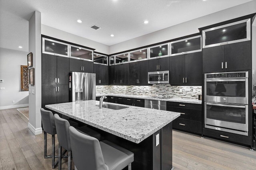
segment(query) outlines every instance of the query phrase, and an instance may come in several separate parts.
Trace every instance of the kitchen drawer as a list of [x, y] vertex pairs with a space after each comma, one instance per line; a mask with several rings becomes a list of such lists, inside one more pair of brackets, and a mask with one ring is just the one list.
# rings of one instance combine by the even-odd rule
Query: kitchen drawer
[[202, 122], [177, 118], [172, 122], [174, 129], [202, 134]]
[[194, 110], [202, 110], [202, 104], [200, 104], [167, 102], [166, 102], [166, 105], [167, 107], [175, 107]]
[[180, 113], [180, 116], [179, 117], [180, 119], [202, 121], [202, 110], [193, 110], [170, 106], [167, 106], [167, 110]]
[[247, 136], [236, 134], [208, 128], [203, 129], [203, 136], [220, 140], [225, 142], [244, 146], [251, 145], [251, 138]]

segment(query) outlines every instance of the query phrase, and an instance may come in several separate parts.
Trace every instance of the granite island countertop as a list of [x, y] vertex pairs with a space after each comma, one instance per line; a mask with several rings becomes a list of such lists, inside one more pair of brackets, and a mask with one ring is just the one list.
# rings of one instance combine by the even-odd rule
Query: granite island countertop
[[46, 105], [46, 107], [88, 125], [139, 143], [179, 117], [179, 113], [136, 106], [120, 110], [103, 107], [86, 100]]
[[133, 94], [122, 94], [108, 93], [106, 94], [97, 94], [96, 97], [101, 97], [103, 95], [106, 96], [121, 97], [123, 98], [131, 98], [138, 99], [147, 99], [149, 100], [161, 100], [167, 102], [174, 102], [182, 103], [192, 103], [194, 104], [202, 104], [202, 100], [198, 99], [189, 99], [187, 98], [181, 98], [174, 97], [172, 98], [162, 97], [162, 96], [152, 96], [146, 95], [136, 95]]

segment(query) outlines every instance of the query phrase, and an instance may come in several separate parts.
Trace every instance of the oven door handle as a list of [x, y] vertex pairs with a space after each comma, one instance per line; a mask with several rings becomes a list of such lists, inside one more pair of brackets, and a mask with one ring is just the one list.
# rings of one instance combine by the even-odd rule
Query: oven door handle
[[214, 103], [206, 103], [206, 105], [216, 106], [230, 107], [236, 108], [246, 108], [245, 106], [230, 105], [229, 104], [217, 104]]
[[206, 82], [245, 82], [245, 79], [206, 80]]
[[206, 82], [245, 82], [245, 79], [206, 80]]

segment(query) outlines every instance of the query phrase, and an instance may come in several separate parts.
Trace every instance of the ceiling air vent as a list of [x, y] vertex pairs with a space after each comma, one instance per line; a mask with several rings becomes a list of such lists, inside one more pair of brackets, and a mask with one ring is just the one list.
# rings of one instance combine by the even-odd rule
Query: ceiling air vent
[[91, 28], [93, 28], [96, 30], [100, 28], [100, 27], [99, 27], [98, 26], [97, 26], [96, 25], [94, 25], [92, 26], [91, 26], [90, 27]]

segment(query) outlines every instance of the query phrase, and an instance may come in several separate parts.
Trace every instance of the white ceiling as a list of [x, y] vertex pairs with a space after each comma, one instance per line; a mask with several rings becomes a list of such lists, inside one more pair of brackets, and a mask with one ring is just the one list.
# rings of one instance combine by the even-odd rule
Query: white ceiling
[[28, 51], [35, 10], [42, 24], [110, 46], [252, 0], [0, 0], [0, 47]]

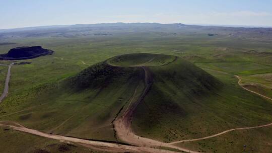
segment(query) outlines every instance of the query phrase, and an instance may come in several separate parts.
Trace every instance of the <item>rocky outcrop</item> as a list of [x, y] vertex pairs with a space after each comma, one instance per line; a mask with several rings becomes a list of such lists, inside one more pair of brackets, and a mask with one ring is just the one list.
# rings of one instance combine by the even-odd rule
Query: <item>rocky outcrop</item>
[[20, 60], [51, 55], [53, 51], [42, 48], [41, 46], [19, 47], [11, 49], [7, 54], [0, 54], [0, 59]]

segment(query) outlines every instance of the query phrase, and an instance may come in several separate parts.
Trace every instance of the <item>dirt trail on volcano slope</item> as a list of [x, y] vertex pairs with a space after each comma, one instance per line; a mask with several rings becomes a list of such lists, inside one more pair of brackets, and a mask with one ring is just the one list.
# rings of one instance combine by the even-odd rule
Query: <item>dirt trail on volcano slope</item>
[[154, 152], [154, 153], [178, 153], [178, 152], [160, 149], [144, 146], [136, 146], [125, 144], [119, 144], [113, 142], [106, 142], [95, 140], [89, 140], [75, 137], [64, 136], [59, 135], [50, 134], [38, 130], [31, 129], [13, 122], [0, 122], [0, 126], [8, 126], [14, 130], [29, 133], [41, 137], [51, 139], [72, 142], [98, 149], [103, 149], [108, 151], [118, 152]]
[[238, 76], [238, 75], [234, 75], [234, 76], [236, 76], [236, 78], [237, 78], [237, 79], [239, 80], [239, 81], [238, 81], [238, 84], [239, 84], [239, 85], [240, 85], [240, 86], [241, 86], [241, 87], [243, 88], [243, 89], [244, 89], [244, 90], [247, 90], [247, 91], [249, 91], [249, 92], [250, 92], [254, 93], [254, 94], [257, 94], [257, 95], [259, 95], [259, 96], [261, 96], [261, 97], [264, 97], [264, 98], [266, 98], [266, 99], [269, 99], [269, 100], [272, 100], [272, 98], [269, 98], [269, 97], [266, 97], [266, 96], [264, 96], [264, 95], [260, 94], [259, 94], [259, 93], [257, 93], [257, 92], [255, 92], [253, 91], [252, 91], [252, 90], [249, 90], [248, 89], [247, 89], [247, 88], [246, 88], [243, 87], [243, 85], [242, 85], [242, 84], [241, 83], [241, 82], [242, 81], [242, 80], [241, 80], [241, 77], [240, 77], [240, 76]]
[[[129, 107], [122, 113], [121, 116], [117, 117], [113, 122], [114, 129], [119, 139], [123, 141], [141, 147], [154, 147], [162, 146], [175, 148], [180, 151], [187, 152], [197, 153], [186, 148], [176, 146], [168, 143], [165, 143], [156, 140], [141, 137], [135, 134], [131, 128], [132, 118], [133, 113], [138, 104], [143, 100], [144, 97], [148, 92], [152, 84], [152, 78], [148, 68], [145, 66], [141, 66], [145, 70], [145, 88], [141, 95], [137, 100], [129, 106]], [[134, 97], [132, 97], [134, 99]]]
[[1, 64], [1, 65], [8, 66], [9, 66], [9, 68], [8, 69], [8, 72], [7, 73], [7, 76], [6, 78], [4, 91], [3, 92], [3, 93], [2, 94], [2, 95], [1, 96], [1, 97], [0, 97], [0, 103], [1, 103], [3, 99], [6, 97], [6, 96], [7, 96], [7, 95], [8, 95], [8, 93], [9, 92], [9, 82], [11, 78], [11, 68], [12, 64], [9, 65], [5, 64]]

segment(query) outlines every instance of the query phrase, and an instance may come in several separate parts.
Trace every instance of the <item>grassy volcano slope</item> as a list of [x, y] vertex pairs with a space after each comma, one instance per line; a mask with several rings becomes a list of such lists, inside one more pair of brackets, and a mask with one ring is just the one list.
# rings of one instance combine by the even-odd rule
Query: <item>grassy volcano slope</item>
[[110, 64], [121, 66], [152, 66], [167, 64], [174, 61], [175, 58], [175, 56], [163, 54], [136, 53], [116, 56], [107, 61]]
[[28, 104], [43, 105], [0, 119], [47, 132], [114, 141], [111, 122], [143, 82], [144, 74], [138, 67], [99, 63], [59, 82], [50, 94], [41, 93]]
[[272, 104], [237, 80], [220, 81], [180, 58], [150, 69], [153, 84], [133, 116], [139, 135], [170, 142], [271, 121]]

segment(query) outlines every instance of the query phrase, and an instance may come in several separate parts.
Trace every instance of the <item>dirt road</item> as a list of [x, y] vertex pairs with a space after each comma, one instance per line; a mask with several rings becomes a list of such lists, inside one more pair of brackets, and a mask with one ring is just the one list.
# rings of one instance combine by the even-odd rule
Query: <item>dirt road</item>
[[158, 152], [158, 153], [177, 153], [178, 152], [156, 149], [149, 147], [136, 146], [133, 145], [118, 144], [114, 143], [105, 142], [98, 141], [88, 140], [78, 138], [64, 136], [59, 135], [50, 134], [38, 130], [29, 129], [23, 125], [16, 123], [0, 122], [0, 126], [8, 126], [14, 130], [22, 131], [26, 133], [38, 135], [40, 136], [59, 140], [64, 141], [69, 141], [83, 145], [85, 146], [93, 148], [94, 146], [96, 148], [102, 147], [109, 151], [118, 151], [119, 152], [125, 152], [132, 151], [132, 152]]
[[2, 94], [2, 95], [1, 96], [1, 97], [0, 97], [0, 103], [1, 103], [3, 99], [6, 97], [6, 96], [7, 96], [7, 95], [9, 92], [9, 82], [10, 81], [10, 79], [11, 77], [11, 68], [12, 64], [9, 65], [4, 64], [1, 65], [3, 66], [9, 66], [9, 68], [8, 69], [8, 72], [7, 73], [7, 76], [6, 77], [6, 82], [5, 83], [4, 91], [3, 92], [3, 93]]
[[[141, 147], [167, 147], [187, 152], [199, 152], [178, 147], [172, 144], [141, 137], [134, 133], [131, 128], [132, 118], [133, 112], [139, 104], [142, 101], [143, 99], [148, 92], [152, 84], [152, 79], [151, 78], [151, 75], [148, 68], [145, 66], [141, 67], [145, 70], [145, 88], [141, 96], [138, 99], [135, 99], [134, 102], [131, 103], [129, 105], [129, 107], [121, 116], [118, 116], [117, 119], [113, 122], [114, 129], [116, 131], [116, 134], [119, 139], [130, 144]], [[135, 97], [132, 98], [132, 99], [134, 99]]]
[[238, 75], [234, 75], [234, 76], [236, 76], [236, 78], [237, 78], [237, 79], [239, 80], [239, 81], [238, 81], [238, 84], [240, 85], [240, 86], [241, 86], [241, 87], [243, 88], [243, 89], [244, 89], [244, 90], [247, 90], [247, 91], [249, 91], [249, 92], [251, 92], [251, 93], [254, 93], [254, 94], [257, 94], [257, 95], [259, 95], [259, 96], [260, 96], [262, 97], [265, 98], [266, 98], [266, 99], [267, 99], [272, 100], [272, 98], [269, 98], [269, 97], [266, 97], [266, 96], [264, 96], [264, 95], [261, 95], [261, 94], [259, 94], [259, 93], [256, 93], [256, 92], [254, 92], [254, 91], [250, 90], [249, 90], [248, 89], [247, 89], [247, 88], [246, 88], [243, 87], [242, 84], [241, 84], [241, 82], [242, 81], [242, 80], [241, 80], [241, 77], [240, 77], [240, 76], [238, 76]]

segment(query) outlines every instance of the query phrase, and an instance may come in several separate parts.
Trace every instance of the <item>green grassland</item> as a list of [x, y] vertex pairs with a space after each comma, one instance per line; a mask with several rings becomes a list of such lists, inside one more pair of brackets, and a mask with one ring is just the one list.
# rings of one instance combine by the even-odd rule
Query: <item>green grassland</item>
[[232, 75], [214, 78], [179, 59], [150, 69], [153, 85], [133, 118], [139, 135], [171, 142], [271, 121], [272, 103], [242, 89]]
[[0, 65], [0, 93], [3, 92], [5, 88], [6, 76], [8, 71], [8, 66]]
[[130, 54], [114, 57], [107, 60], [110, 64], [121, 66], [156, 66], [167, 64], [175, 59], [174, 56], [155, 54]]
[[[165, 58], [160, 55], [163, 54], [194, 62], [211, 75], [180, 59], [168, 65], [151, 66], [154, 74], [154, 85], [139, 106], [132, 122], [134, 130], [140, 135], [171, 141], [271, 122], [271, 102], [242, 89], [237, 84], [237, 79], [232, 75], [209, 70], [246, 74], [245, 77], [270, 72], [272, 43], [268, 40], [234, 39], [228, 34], [209, 37], [203, 33], [178, 33], [169, 35], [164, 32], [115, 33], [106, 36], [29, 37], [8, 40], [16, 44], [0, 46], [1, 53], [17, 46], [34, 45], [41, 45], [55, 52], [52, 55], [23, 60], [31, 62], [30, 64], [12, 66], [8, 97], [0, 105], [1, 120], [15, 121], [47, 132], [114, 141], [111, 122], [138, 85], [143, 86], [143, 76], [139, 69], [124, 67], [121, 71], [125, 73], [117, 73], [110, 81], [104, 82], [112, 78], [107, 77], [107, 75], [112, 76], [113, 73], [106, 72], [104, 76], [101, 74], [103, 71], [95, 69], [108, 69], [108, 67], [103, 67], [107, 66], [101, 63], [94, 64], [122, 54], [152, 53], [158, 54], [159, 57], [148, 63], [153, 57], [129, 58], [131, 56], [128, 56], [121, 63], [118, 61], [118, 64], [145, 63], [146, 66], [157, 66], [173, 60], [173, 56]], [[110, 60], [110, 63], [116, 64], [116, 61]], [[91, 65], [91, 68], [82, 71]], [[105, 77], [92, 81], [93, 75], [89, 73], [98, 73], [99, 76]], [[263, 80], [261, 77], [258, 78], [254, 81]], [[207, 83], [205, 79], [208, 80]], [[100, 87], [101, 83], [105, 86]], [[213, 139], [216, 139], [216, 143], [211, 141], [205, 145], [211, 146], [212, 148], [204, 147], [198, 141], [183, 144], [209, 152], [217, 150], [215, 152], [223, 152], [222, 150], [226, 148], [227, 151], [230, 152], [232, 148], [233, 151], [239, 152], [244, 140], [261, 137], [263, 139], [252, 140], [248, 145], [255, 148], [254, 144], [263, 142], [262, 148], [266, 150], [261, 150], [260, 147], [256, 150], [258, 152], [267, 152], [265, 150], [271, 145], [265, 142], [270, 141], [271, 136], [267, 128], [252, 130], [252, 133], [227, 134], [222, 136], [224, 138], [215, 137]], [[17, 133], [5, 132], [5, 136], [10, 137], [14, 132]], [[16, 134], [16, 139], [31, 136], [20, 133]], [[4, 135], [1, 134], [0, 138], [4, 137]], [[241, 136], [246, 139], [237, 138]], [[232, 145], [230, 146], [229, 143], [222, 140], [224, 139], [233, 141]], [[11, 146], [16, 141], [2, 144], [7, 146], [7, 151], [20, 152], [32, 143], [32, 138], [29, 139], [14, 148]], [[202, 141], [208, 142], [199, 142], [203, 144]], [[44, 141], [36, 143], [35, 146], [37, 148], [44, 147], [42, 145]], [[2, 148], [2, 145], [0, 146]], [[80, 149], [80, 147], [77, 148]], [[84, 152], [81, 150], [77, 152]]]
[[105, 151], [94, 150], [77, 144], [69, 144], [24, 133], [8, 127], [0, 128], [0, 134], [2, 152], [106, 153]]

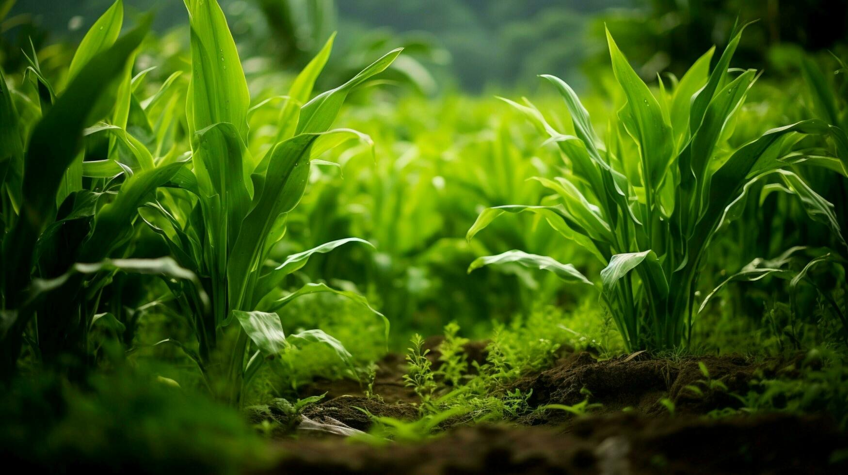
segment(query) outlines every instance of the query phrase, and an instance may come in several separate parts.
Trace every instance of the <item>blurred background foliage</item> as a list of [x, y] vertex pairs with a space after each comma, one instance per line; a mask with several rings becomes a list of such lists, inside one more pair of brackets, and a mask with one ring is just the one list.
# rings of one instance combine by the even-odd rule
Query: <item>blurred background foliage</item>
[[[834, 49], [845, 39], [842, 0], [222, 0], [237, 43], [251, 55], [299, 70], [333, 31], [339, 32], [332, 83], [375, 49], [404, 46], [396, 75], [426, 92], [487, 87], [534, 88], [553, 74], [580, 90], [607, 64], [605, 24], [637, 70], [679, 75], [713, 44], [727, 42], [734, 22], [758, 20], [745, 31], [734, 60], [745, 67], [791, 74], [797, 48]], [[20, 0], [3, 23], [3, 63], [36, 48], [81, 38], [109, 0]], [[153, 8], [155, 28], [181, 25], [181, 2], [128, 0], [129, 16]], [[186, 40], [187, 41], [187, 39]], [[554, 47], [555, 46], [555, 47]], [[787, 53], [789, 51], [789, 53]], [[339, 53], [341, 52], [342, 53]], [[438, 86], [437, 86], [438, 85]]]

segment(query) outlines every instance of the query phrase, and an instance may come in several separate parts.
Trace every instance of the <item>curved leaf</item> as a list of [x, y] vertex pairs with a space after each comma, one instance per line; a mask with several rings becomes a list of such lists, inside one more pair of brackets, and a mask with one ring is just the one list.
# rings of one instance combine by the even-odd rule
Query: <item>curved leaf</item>
[[574, 265], [571, 264], [562, 264], [552, 257], [547, 255], [538, 255], [527, 254], [524, 251], [511, 250], [506, 251], [498, 255], [487, 255], [478, 257], [468, 266], [468, 272], [471, 273], [475, 269], [479, 269], [483, 265], [495, 265], [502, 264], [516, 263], [524, 267], [531, 269], [540, 269], [550, 271], [567, 282], [585, 283], [594, 285], [591, 281], [580, 273]]

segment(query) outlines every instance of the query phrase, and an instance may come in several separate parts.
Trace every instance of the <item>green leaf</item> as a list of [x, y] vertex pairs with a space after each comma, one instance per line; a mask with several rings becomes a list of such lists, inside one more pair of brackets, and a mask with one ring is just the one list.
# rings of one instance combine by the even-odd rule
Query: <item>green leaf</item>
[[666, 274], [662, 271], [662, 265], [660, 264], [656, 254], [650, 249], [613, 255], [612, 259], [610, 260], [610, 264], [600, 271], [600, 281], [604, 286], [604, 293], [611, 294], [618, 281], [628, 272], [641, 265], [644, 265], [647, 268], [646, 275], [650, 282], [646, 284], [658, 291], [658, 294], [663, 297], [667, 296], [668, 282], [666, 280]]
[[184, 165], [172, 163], [147, 170], [127, 178], [114, 202], [104, 204], [97, 214], [94, 229], [80, 251], [80, 260], [93, 262], [108, 257], [119, 244], [132, 234], [132, 221], [138, 208], [151, 193], [167, 183]]
[[744, 25], [741, 28], [737, 28], [738, 23], [734, 25], [734, 32], [730, 35], [730, 42], [728, 42], [727, 48], [722, 53], [722, 57], [718, 59], [718, 63], [713, 68], [712, 73], [710, 74], [706, 86], [698, 91], [697, 94], [692, 98], [692, 107], [689, 109], [689, 131], [692, 133], [695, 133], [700, 127], [707, 106], [712, 101], [716, 91], [724, 83], [724, 78], [728, 75], [728, 68], [730, 67], [730, 59], [736, 52], [736, 47], [739, 46], [739, 40], [742, 38], [742, 31], [748, 25], [750, 24]]
[[516, 214], [525, 211], [538, 215], [539, 216], [544, 218], [544, 221], [547, 221], [547, 223], [563, 238], [577, 243], [591, 252], [602, 263], [605, 265], [606, 264], [608, 257], [598, 249], [598, 245], [586, 235], [576, 231], [572, 226], [572, 223], [569, 223], [566, 221], [567, 213], [561, 204], [558, 204], [556, 206], [505, 204], [504, 206], [487, 208], [480, 213], [477, 221], [474, 221], [474, 224], [468, 230], [468, 232], [466, 233], [466, 239], [470, 242], [477, 232], [484, 229], [504, 213]]
[[531, 269], [540, 269], [550, 271], [565, 282], [575, 283], [585, 283], [593, 285], [592, 282], [580, 273], [574, 265], [571, 264], [562, 264], [552, 257], [547, 255], [537, 255], [527, 254], [524, 251], [511, 250], [506, 251], [498, 255], [487, 255], [478, 257], [468, 266], [468, 272], [471, 273], [475, 269], [479, 269], [483, 265], [503, 265], [516, 263], [524, 267]]
[[[304, 330], [293, 335], [289, 335], [287, 338], [289, 343], [293, 343], [292, 340], [300, 340], [309, 343], [317, 343], [321, 344], [325, 344], [329, 346], [338, 359], [341, 360], [344, 364], [348, 366], [352, 366], [354, 361], [354, 356], [348, 351], [348, 349], [344, 348], [342, 342], [338, 341], [335, 338], [325, 333], [322, 330]], [[297, 344], [293, 344], [295, 346]]]
[[326, 64], [326, 60], [330, 58], [330, 53], [332, 51], [332, 42], [335, 38], [336, 33], [330, 36], [326, 43], [324, 44], [324, 48], [300, 71], [298, 77], [294, 79], [294, 82], [292, 83], [292, 87], [289, 87], [288, 100], [286, 101], [286, 105], [280, 112], [280, 126], [276, 132], [276, 142], [294, 135], [294, 131], [298, 127], [298, 115], [300, 108], [312, 97], [312, 88], [315, 87], [318, 75], [324, 70], [324, 65]]
[[[102, 100], [147, 34], [149, 19], [96, 54], [71, 81], [64, 93], [32, 132], [23, 178], [23, 219], [3, 241], [7, 304], [28, 282], [32, 249], [38, 235], [53, 220], [56, 192], [65, 170], [82, 147], [82, 131], [103, 114]], [[108, 103], [108, 101], [107, 101]], [[14, 283], [10, 282], [14, 280]]]
[[360, 295], [359, 293], [356, 293], [355, 292], [351, 292], [349, 290], [338, 290], [336, 288], [327, 287], [326, 284], [325, 283], [320, 283], [320, 282], [308, 283], [301, 287], [298, 290], [295, 290], [294, 292], [289, 293], [288, 295], [286, 295], [282, 299], [274, 301], [272, 303], [272, 310], [278, 310], [282, 307], [286, 306], [287, 305], [288, 305], [292, 300], [297, 299], [298, 297], [302, 297], [304, 295], [310, 295], [311, 293], [335, 293], [337, 295], [341, 295], [343, 297], [347, 297], [348, 299], [350, 299], [354, 302], [368, 309], [374, 315], [379, 316], [381, 319], [382, 319], [383, 326], [385, 327], [386, 341], [387, 342], [388, 341], [388, 329], [389, 329], [388, 319], [386, 318], [386, 316], [374, 310], [374, 308], [371, 306], [371, 304], [368, 303], [367, 299], [365, 299], [362, 295]]
[[[20, 129], [20, 119], [12, 102], [12, 90], [0, 68], [0, 193], [8, 193], [17, 212], [21, 200], [24, 176], [24, 145]], [[3, 189], [3, 188], [6, 189]]]
[[275, 287], [280, 284], [286, 276], [294, 272], [295, 271], [300, 269], [306, 265], [310, 257], [315, 254], [326, 254], [332, 251], [339, 246], [343, 246], [348, 243], [363, 243], [374, 247], [373, 244], [365, 241], [365, 239], [360, 239], [359, 238], [345, 238], [343, 239], [337, 239], [335, 241], [331, 241], [329, 243], [325, 243], [320, 246], [312, 248], [311, 249], [305, 250], [301, 253], [293, 254], [292, 255], [286, 258], [286, 260], [282, 262], [280, 265], [275, 267], [272, 271], [267, 274], [262, 276], [259, 278], [259, 283], [257, 285], [257, 297], [260, 298], [265, 296], [266, 293], [271, 292]]
[[663, 118], [656, 98], [628, 63], [609, 31], [606, 31], [606, 40], [612, 59], [612, 71], [628, 98], [625, 107], [632, 118], [628, 131], [639, 145], [642, 166], [645, 171], [643, 179], [646, 187], [656, 189], [672, 158], [672, 127]]
[[[775, 141], [790, 132], [825, 134], [828, 131], [827, 124], [818, 119], [801, 120], [772, 129], [736, 150], [712, 175], [709, 194], [704, 198], [706, 209], [697, 223], [693, 236], [702, 243], [710, 240], [720, 224], [725, 210], [739, 198], [739, 192], [748, 182], [754, 165]], [[694, 246], [697, 247], [699, 246]]]
[[100, 326], [105, 326], [107, 328], [116, 330], [120, 332], [126, 330], [126, 327], [120, 321], [118, 321], [118, 319], [109, 312], [95, 314], [92, 317], [92, 323], [89, 325], [89, 328], [94, 327], [94, 324], [98, 322], [99, 322]]
[[834, 210], [834, 204], [813, 191], [810, 185], [806, 184], [798, 175], [787, 170], [780, 170], [778, 173], [784, 183], [801, 199], [804, 210], [806, 211], [810, 219], [825, 224], [830, 228], [834, 236], [839, 239], [840, 243], [848, 249], [848, 244], [845, 243], [845, 237], [842, 235], [839, 219]]
[[274, 358], [287, 346], [280, 316], [276, 313], [232, 310], [232, 315], [265, 358]]
[[810, 89], [810, 95], [812, 97], [818, 117], [831, 126], [839, 126], [840, 122], [836, 99], [827, 79], [822, 74], [822, 70], [806, 55], [801, 59], [801, 66], [804, 81]]
[[238, 50], [216, 0], [185, 0], [191, 25], [192, 80], [186, 104], [189, 131], [221, 122], [248, 140], [250, 93]]
[[338, 115], [345, 98], [354, 87], [362, 84], [371, 76], [386, 70], [404, 48], [399, 48], [387, 53], [384, 56], [360, 71], [350, 81], [344, 84], [322, 92], [304, 105], [300, 109], [300, 119], [295, 134], [315, 133], [327, 131]]
[[106, 51], [114, 44], [120, 34], [120, 27], [124, 23], [124, 2], [118, 0], [112, 4], [94, 25], [88, 30], [80, 42], [80, 46], [74, 53], [68, 70], [68, 81], [73, 81], [80, 74], [82, 68], [98, 53]]
[[710, 61], [716, 52], [712, 47], [692, 64], [674, 89], [670, 111], [672, 130], [674, 131], [675, 143], [679, 145], [689, 131], [689, 110], [692, 98], [706, 84], [710, 74]]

--- --- ---

EXERCISE OBJECTIVE>
Rewrite the records with "kitchen drawer" changed to "cabinet drawer" and nothing else altered. Start at the beginning of the records and stop after the line that contains "145], [251, 138]]", and leave out the pictures.

ANSWER BELOW>
segment(query) outlines every instance of the query phrase, and an instance may come in several separate parts.
Trace every instance of the cabinet drawer as a list of [x, y] vertex pairs with a space after each comma, one instance per line; a mask with several rings becomes a list of such lists, inside one more pair of brackets, and a mask with one ring is just the one list.
# rings of one instance combine by the even-odd rule
Query: cabinet drawer
[[202, 122], [177, 118], [172, 122], [174, 129], [202, 134]]
[[194, 110], [202, 110], [202, 104], [200, 104], [167, 102], [166, 102], [166, 105], [167, 107], [175, 107]]
[[180, 113], [180, 116], [179, 117], [180, 119], [202, 121], [202, 110], [193, 110], [170, 106], [167, 106], [167, 110]]
[[247, 136], [236, 134], [208, 128], [203, 129], [203, 136], [220, 140], [225, 142], [244, 146], [251, 145], [251, 138]]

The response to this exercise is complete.